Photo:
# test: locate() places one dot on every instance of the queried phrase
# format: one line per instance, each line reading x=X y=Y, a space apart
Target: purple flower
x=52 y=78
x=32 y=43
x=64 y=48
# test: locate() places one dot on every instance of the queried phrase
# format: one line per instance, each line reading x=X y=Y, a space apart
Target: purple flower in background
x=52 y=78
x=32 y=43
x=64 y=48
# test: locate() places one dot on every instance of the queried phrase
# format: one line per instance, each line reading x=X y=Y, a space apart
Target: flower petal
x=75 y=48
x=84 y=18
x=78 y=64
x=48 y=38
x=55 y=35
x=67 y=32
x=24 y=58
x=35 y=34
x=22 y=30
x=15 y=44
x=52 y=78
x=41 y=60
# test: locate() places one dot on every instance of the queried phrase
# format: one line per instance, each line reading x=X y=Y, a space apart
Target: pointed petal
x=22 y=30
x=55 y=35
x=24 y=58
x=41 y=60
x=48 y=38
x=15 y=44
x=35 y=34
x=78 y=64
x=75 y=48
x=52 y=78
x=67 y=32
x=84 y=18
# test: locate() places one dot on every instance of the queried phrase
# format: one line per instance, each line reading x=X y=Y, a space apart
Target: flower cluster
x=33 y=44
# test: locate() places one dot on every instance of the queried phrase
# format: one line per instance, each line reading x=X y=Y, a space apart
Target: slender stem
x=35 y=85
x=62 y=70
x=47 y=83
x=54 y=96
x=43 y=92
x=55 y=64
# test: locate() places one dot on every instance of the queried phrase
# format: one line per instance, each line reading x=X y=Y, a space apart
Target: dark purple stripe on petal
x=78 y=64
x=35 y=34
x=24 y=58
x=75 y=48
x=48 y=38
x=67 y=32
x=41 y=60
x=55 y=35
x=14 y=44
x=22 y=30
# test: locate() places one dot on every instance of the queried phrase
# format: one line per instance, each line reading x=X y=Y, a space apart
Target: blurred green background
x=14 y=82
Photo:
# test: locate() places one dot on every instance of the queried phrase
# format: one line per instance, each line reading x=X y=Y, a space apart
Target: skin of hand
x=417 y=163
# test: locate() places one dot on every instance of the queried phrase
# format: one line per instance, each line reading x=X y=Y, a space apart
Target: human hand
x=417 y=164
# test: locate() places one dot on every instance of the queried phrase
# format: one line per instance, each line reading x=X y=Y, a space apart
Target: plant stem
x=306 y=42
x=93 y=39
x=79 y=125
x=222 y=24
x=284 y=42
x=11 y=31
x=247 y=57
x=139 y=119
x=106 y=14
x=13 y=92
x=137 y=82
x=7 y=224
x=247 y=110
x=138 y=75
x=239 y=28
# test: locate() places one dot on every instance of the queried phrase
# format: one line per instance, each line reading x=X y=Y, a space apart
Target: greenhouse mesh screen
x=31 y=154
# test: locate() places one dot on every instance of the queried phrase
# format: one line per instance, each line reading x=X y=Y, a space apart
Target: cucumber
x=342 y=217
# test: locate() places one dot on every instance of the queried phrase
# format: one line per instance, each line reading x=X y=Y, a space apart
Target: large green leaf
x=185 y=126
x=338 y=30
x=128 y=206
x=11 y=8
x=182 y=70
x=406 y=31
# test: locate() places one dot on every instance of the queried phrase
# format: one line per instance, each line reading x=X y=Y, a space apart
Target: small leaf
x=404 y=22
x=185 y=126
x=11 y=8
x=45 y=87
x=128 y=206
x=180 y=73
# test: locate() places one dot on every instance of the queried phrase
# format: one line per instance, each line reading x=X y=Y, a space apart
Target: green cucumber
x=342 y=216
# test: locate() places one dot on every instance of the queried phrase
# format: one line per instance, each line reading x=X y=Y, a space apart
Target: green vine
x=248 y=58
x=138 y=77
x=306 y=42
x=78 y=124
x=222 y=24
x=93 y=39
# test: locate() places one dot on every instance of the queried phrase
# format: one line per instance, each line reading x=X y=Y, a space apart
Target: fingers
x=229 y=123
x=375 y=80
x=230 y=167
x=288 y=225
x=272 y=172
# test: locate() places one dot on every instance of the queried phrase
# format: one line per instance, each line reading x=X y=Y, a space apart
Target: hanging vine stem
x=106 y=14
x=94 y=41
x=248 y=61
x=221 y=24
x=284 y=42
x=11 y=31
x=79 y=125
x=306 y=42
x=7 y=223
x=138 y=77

======

Task goal: Once you reach the line containing "Target: green vine", transcribe it and each line after it through the end of the material, exactly and with nothing added.

Task solution:
Target: green vine
x=248 y=58
x=138 y=77
x=306 y=42
x=78 y=124
x=222 y=24
x=93 y=39
# test: locate() places one dot on every instance of the queried phrase
# format: one line per instance, each line reading x=X y=Y, a space apart
Target: fingers
x=229 y=123
x=375 y=80
x=230 y=167
x=288 y=225
x=272 y=172
# test: locate() places one dot on every instance of the queried phrase
# format: one line per instance, each line reading x=X y=Y, a space apart
Target: hanging vine stem
x=106 y=14
x=94 y=41
x=248 y=61
x=221 y=24
x=284 y=42
x=11 y=31
x=79 y=125
x=306 y=42
x=7 y=223
x=138 y=77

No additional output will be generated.